━━ DATA TO PROCESS
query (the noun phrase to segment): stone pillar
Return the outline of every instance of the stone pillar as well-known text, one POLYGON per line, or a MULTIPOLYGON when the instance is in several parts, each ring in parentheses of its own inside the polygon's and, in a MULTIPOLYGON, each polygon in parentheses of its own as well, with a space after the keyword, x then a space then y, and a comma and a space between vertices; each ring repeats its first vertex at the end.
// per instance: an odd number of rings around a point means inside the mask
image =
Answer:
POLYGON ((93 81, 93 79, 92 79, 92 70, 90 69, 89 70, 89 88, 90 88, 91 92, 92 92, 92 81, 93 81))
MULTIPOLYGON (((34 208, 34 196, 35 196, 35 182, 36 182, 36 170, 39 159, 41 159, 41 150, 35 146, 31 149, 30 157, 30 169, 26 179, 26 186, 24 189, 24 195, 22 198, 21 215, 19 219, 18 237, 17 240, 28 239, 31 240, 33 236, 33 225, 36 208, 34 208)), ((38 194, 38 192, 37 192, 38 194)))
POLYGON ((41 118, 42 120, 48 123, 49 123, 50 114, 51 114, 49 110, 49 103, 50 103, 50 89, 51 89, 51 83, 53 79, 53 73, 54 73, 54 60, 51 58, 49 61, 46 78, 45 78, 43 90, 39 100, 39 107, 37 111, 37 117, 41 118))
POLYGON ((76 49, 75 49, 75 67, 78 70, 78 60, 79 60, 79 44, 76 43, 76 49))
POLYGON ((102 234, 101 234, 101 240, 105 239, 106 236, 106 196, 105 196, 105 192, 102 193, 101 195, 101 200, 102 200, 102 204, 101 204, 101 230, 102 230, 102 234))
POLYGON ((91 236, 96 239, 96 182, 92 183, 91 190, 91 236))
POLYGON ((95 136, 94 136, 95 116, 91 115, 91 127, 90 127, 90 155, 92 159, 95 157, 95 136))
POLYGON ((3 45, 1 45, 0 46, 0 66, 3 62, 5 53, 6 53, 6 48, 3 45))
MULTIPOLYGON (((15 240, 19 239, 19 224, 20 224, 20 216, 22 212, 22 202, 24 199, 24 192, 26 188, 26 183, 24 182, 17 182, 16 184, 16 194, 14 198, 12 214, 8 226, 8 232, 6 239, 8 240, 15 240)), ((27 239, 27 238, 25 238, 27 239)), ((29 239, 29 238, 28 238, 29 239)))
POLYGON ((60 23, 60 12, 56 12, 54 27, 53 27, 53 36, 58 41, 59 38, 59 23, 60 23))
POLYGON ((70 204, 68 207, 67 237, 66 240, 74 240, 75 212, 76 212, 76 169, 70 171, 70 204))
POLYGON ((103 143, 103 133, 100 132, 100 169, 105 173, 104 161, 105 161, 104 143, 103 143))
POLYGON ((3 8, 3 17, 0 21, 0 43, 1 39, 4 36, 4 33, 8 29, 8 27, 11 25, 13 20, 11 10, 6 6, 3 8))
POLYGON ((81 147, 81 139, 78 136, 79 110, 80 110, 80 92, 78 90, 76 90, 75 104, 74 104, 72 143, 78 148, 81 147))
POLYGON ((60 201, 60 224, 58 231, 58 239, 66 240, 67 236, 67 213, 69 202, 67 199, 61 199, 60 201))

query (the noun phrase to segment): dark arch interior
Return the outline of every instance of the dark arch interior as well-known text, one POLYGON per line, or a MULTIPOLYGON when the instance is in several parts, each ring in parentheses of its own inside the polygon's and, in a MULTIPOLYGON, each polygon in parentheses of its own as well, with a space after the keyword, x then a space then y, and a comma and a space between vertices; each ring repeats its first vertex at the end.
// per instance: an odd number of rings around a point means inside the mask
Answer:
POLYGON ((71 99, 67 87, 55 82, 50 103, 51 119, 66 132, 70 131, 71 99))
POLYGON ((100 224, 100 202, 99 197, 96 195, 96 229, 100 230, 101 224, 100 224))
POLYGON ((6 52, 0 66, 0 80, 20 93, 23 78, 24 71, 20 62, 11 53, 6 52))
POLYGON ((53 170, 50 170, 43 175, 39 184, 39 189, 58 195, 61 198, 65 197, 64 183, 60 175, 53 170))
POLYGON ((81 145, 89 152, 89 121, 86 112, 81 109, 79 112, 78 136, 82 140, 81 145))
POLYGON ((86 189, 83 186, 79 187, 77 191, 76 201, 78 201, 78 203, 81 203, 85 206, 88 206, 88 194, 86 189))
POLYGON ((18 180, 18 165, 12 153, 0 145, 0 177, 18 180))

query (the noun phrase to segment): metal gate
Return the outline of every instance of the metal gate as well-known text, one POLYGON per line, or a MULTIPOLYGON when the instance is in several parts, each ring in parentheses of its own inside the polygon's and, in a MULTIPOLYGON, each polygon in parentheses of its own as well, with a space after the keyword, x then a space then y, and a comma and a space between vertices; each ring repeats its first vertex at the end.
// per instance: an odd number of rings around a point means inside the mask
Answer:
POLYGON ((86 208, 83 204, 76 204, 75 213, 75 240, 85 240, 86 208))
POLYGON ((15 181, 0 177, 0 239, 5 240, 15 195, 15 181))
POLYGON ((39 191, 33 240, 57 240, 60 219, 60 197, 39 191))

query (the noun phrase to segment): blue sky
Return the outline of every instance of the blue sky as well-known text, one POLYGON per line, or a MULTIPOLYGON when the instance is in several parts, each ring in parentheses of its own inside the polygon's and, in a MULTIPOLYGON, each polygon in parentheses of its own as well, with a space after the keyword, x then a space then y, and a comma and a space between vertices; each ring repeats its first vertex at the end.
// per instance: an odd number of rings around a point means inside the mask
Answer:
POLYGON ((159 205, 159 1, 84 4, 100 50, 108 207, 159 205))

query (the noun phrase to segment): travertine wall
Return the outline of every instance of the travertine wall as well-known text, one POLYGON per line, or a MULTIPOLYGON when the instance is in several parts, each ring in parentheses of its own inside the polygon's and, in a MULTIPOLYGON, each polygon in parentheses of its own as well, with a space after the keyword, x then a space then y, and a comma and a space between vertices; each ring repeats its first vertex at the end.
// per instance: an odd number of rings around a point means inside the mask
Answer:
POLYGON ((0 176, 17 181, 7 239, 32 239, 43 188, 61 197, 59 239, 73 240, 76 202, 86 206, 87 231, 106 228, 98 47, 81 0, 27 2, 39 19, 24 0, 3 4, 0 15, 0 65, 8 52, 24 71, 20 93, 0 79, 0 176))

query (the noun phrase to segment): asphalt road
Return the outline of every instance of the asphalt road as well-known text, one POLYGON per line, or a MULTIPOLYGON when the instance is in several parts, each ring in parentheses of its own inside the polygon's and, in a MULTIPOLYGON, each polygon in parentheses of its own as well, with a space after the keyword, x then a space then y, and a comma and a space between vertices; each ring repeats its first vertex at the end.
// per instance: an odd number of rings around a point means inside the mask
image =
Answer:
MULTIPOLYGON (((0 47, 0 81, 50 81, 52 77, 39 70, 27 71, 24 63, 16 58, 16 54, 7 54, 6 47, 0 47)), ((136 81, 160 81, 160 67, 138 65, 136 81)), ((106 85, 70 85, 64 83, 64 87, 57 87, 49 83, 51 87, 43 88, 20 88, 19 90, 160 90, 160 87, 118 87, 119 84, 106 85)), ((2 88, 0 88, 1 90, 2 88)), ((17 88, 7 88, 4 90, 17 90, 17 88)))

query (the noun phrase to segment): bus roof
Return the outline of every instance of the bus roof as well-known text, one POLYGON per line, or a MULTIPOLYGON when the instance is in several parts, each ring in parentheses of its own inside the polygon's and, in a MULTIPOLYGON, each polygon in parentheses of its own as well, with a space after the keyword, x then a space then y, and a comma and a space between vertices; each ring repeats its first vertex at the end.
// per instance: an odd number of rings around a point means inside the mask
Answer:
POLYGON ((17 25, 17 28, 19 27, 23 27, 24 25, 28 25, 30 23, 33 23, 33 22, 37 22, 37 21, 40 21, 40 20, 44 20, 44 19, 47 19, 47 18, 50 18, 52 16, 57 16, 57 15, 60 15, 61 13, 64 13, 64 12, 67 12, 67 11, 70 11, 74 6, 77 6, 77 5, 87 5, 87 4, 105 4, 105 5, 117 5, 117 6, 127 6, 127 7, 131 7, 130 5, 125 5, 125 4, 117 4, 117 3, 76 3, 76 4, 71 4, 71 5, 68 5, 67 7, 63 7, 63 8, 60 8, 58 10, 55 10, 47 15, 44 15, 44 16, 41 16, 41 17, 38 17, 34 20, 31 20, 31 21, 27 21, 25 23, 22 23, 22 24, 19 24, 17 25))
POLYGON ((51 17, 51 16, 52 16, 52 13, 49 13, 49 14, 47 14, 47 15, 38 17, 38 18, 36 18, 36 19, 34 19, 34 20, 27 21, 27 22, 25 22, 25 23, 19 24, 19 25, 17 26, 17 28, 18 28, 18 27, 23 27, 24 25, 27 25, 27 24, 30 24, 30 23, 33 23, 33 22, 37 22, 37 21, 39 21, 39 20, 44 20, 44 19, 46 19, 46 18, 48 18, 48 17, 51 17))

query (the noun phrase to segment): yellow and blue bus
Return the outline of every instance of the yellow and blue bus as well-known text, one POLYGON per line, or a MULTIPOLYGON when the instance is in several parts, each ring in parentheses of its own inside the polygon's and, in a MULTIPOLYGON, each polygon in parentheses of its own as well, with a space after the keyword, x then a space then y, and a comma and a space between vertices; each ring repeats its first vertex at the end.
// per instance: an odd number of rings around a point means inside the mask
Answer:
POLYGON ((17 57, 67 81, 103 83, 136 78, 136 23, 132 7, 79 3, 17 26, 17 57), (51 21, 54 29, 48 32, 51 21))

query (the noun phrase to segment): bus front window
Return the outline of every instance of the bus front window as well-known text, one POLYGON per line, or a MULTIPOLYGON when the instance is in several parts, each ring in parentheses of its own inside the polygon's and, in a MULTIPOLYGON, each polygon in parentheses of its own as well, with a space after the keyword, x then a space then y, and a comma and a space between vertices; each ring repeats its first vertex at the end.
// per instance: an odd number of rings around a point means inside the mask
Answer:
━━━━
▶ _EXERCISE DIRECTIONS_
Considering only the material above, set down every line from the one with "Return the outline of every instance of the yellow" to the one with "query (the noun phrase to segment): bus front", inclusive, exactly as written.

▶ _OUTPUT OF THE TASK_
Return the outline of every instance of the yellow and blue bus as well-known text, one POLYGON per line, or a MULTIPOLYGON when the instance is in several parts, each ring in parentheses of its own inside the polygon's and, in a MULTIPOLYGON, each polygon in parentheses of its own as well, with a space after the keyword, x then a space then y, and a comma and a space between vertices; each ring repeats its first vertex at the end.
// per instance: an odd number of rings around a point means inside the mask
Answer:
POLYGON ((17 57, 67 81, 103 83, 136 78, 136 23, 132 7, 79 3, 17 26, 17 57), (51 21, 54 29, 48 32, 51 21))

query (the noun phrase to segment): bus front window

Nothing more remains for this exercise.